### Provided entries
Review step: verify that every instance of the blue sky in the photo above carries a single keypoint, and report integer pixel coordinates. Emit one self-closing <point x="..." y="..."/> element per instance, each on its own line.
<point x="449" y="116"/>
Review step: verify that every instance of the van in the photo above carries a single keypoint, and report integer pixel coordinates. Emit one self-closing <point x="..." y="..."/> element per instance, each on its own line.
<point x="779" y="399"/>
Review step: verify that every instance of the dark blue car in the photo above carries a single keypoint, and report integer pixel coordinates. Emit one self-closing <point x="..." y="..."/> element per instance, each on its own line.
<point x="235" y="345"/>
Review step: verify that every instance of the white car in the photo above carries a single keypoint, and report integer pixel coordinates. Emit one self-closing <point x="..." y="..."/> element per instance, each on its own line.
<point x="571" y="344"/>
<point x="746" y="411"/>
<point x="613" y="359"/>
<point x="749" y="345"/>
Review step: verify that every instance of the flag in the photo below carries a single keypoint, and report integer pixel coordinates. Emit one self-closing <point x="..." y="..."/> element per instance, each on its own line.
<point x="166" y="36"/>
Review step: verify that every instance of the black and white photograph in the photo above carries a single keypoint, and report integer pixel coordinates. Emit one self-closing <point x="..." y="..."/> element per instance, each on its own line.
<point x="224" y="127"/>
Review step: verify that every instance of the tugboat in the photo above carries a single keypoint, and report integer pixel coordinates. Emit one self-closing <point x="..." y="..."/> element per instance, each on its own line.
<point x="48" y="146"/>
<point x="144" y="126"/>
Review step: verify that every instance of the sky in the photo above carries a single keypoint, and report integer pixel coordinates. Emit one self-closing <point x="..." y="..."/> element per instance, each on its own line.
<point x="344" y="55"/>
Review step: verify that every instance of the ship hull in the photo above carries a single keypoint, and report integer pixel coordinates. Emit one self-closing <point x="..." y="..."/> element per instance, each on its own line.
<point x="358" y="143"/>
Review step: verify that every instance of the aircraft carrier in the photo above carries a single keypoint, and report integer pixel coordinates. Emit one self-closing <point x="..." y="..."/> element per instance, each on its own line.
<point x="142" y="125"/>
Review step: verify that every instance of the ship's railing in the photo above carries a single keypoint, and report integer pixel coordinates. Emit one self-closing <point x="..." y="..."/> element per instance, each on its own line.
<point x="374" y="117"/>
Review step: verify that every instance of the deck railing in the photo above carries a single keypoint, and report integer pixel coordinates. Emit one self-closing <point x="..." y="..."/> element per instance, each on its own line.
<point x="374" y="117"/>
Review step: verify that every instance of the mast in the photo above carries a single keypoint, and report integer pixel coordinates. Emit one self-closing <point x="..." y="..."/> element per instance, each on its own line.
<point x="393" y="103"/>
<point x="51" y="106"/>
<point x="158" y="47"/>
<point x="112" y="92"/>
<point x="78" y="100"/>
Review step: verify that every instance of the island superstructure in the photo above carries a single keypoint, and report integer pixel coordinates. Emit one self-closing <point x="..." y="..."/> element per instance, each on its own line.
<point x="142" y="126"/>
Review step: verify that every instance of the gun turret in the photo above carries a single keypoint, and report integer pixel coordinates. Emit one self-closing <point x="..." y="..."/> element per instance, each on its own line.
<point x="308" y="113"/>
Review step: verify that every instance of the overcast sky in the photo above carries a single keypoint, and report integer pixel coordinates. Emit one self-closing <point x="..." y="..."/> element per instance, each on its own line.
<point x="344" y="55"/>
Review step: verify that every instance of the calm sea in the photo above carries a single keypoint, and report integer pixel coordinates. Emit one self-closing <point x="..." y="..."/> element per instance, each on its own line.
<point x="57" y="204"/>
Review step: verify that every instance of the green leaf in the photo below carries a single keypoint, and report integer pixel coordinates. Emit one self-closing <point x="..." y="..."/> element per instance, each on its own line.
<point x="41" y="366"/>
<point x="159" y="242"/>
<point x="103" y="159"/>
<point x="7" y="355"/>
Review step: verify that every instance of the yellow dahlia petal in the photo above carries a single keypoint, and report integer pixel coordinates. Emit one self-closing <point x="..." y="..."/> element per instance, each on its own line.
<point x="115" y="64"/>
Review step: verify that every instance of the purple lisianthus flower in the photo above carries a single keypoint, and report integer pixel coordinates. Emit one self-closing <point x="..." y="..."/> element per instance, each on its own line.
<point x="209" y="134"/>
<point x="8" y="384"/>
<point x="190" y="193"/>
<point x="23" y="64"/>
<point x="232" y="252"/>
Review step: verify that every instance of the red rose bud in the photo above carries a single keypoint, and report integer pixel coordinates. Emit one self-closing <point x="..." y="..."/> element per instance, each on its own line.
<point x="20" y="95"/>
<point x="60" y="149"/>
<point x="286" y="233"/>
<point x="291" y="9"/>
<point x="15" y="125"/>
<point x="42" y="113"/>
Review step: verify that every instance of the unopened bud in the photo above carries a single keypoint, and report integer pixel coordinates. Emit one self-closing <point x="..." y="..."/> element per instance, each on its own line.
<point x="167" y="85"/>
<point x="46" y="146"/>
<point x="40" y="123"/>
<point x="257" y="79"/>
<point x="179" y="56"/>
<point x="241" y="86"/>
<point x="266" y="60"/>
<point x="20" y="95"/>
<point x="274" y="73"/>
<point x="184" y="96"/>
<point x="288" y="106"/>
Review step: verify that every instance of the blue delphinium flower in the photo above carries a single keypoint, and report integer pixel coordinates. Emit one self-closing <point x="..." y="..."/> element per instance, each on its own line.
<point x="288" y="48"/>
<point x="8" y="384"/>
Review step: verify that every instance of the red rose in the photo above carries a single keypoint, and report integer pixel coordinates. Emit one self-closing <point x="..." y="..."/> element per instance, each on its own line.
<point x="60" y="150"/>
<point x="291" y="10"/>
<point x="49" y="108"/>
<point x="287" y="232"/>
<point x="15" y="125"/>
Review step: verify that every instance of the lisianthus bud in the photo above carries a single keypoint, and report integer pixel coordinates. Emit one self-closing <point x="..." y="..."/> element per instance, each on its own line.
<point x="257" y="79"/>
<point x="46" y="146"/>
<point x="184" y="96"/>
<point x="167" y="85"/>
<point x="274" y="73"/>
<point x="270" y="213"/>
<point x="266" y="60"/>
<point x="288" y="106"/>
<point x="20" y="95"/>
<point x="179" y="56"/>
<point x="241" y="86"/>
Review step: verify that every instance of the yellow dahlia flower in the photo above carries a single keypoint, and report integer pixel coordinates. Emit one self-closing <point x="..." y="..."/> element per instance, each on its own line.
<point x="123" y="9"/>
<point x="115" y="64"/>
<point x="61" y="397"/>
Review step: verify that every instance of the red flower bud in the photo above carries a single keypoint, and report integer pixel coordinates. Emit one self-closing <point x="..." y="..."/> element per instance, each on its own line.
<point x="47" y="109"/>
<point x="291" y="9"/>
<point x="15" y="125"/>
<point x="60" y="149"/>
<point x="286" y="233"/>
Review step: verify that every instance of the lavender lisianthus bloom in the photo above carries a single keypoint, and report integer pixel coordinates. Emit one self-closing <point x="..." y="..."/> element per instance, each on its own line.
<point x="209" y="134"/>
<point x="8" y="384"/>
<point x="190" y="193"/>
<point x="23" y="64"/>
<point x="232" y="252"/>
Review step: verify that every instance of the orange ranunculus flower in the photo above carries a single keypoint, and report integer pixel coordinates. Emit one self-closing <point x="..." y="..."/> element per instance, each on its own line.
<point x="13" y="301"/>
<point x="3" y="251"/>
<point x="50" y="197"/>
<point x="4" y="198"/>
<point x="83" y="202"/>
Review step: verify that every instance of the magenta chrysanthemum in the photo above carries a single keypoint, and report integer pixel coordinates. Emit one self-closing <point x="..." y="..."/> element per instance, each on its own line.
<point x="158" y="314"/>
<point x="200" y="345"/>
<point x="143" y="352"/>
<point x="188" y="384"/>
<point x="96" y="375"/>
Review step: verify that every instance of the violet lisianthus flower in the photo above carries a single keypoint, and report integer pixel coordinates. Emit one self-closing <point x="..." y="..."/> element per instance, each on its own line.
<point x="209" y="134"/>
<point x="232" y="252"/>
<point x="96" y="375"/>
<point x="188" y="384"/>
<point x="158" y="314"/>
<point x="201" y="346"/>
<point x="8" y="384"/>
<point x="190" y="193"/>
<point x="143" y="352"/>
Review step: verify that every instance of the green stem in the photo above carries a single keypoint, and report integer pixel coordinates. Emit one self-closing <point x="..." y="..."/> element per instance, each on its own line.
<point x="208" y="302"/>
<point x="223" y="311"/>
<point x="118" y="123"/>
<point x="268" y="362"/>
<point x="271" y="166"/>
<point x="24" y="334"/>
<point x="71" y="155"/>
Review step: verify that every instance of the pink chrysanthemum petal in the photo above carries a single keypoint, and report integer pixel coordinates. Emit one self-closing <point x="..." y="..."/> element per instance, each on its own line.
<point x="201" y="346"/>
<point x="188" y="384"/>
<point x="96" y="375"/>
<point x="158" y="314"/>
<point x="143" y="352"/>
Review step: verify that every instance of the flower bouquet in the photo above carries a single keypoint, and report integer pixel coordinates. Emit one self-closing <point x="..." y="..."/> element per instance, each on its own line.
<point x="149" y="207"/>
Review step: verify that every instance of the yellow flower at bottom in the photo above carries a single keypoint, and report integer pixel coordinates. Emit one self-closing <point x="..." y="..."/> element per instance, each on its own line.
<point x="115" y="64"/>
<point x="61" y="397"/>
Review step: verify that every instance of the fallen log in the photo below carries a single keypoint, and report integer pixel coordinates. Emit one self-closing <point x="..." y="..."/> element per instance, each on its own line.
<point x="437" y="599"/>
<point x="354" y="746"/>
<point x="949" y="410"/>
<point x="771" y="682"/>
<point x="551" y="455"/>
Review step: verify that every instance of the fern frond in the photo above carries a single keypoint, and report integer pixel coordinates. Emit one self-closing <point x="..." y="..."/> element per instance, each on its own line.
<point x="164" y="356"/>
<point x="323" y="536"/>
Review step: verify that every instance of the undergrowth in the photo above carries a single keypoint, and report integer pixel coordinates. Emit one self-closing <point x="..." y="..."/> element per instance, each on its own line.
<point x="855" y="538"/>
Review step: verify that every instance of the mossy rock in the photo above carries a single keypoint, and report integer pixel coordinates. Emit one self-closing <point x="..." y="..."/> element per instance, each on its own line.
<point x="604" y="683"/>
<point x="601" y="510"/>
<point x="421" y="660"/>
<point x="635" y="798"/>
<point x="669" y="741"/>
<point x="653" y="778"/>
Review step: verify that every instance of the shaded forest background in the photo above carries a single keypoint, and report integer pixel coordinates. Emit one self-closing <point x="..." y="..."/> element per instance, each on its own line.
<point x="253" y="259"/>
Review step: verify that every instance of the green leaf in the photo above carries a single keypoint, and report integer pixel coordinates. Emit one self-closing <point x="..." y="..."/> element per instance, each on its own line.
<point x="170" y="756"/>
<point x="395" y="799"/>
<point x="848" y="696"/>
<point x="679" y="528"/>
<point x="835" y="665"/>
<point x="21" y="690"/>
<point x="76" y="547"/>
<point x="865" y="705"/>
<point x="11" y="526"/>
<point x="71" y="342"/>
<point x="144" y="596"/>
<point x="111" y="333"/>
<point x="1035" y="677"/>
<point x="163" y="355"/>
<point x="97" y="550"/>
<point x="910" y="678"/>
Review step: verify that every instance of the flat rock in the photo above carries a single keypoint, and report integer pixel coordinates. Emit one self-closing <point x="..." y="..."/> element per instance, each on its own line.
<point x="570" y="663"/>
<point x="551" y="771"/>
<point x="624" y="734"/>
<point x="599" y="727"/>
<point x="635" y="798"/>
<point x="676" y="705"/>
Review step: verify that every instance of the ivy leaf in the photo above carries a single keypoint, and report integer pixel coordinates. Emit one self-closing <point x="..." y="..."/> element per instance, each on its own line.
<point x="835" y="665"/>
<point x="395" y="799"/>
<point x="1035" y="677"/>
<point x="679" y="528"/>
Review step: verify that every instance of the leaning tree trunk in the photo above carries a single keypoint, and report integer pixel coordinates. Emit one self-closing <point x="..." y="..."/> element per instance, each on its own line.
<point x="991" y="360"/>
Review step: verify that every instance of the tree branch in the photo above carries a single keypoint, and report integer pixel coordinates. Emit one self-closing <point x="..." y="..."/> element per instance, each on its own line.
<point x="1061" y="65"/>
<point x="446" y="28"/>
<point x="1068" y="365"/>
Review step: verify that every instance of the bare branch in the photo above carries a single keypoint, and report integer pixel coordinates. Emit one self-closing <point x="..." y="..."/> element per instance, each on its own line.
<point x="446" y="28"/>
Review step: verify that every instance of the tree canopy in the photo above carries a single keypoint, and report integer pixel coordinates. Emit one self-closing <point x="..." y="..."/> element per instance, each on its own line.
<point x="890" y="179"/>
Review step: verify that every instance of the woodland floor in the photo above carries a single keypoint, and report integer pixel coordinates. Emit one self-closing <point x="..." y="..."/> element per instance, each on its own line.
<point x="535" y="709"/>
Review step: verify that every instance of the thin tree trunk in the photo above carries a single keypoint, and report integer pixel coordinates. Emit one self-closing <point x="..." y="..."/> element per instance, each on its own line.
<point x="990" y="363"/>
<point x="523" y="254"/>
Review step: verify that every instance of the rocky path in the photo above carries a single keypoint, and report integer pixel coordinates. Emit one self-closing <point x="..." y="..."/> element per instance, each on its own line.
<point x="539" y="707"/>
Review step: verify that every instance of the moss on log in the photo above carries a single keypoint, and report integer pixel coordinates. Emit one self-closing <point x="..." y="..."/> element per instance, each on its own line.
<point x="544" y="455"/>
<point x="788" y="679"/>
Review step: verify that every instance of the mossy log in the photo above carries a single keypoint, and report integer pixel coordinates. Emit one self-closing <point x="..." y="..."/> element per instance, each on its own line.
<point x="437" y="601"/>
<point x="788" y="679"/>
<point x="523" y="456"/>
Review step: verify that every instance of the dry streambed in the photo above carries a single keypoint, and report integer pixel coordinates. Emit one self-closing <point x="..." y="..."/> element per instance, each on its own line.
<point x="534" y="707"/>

### Work to be completed
Would you please copy the lines above, from the one holding "Review step: verify that every instance of the moss on" through the last, and nothing else?

### Task answer
Review step: verify that every instance of the moss on log in the photo above carries a single keypoint, and report integer pixel coordinates. Emit one self-closing <point x="..." y="..."/> element per instance, each on its own line.
<point x="544" y="455"/>
<point x="788" y="679"/>
Review step: verify that every instance of the mossy log in the photo above carries a single keypoint, and report integer pixel coordinates. Emit one self-closing <point x="..." y="..."/> element per instance, each on its own line.
<point x="437" y="601"/>
<point x="788" y="679"/>
<point x="523" y="456"/>
Review step: verify that every instance of the dry streambed in the photo above carries a single keypoint, and report integer pixel coordinates. Emit one self-closing <point x="..." y="..."/> element per instance, each on its own line.
<point x="534" y="707"/>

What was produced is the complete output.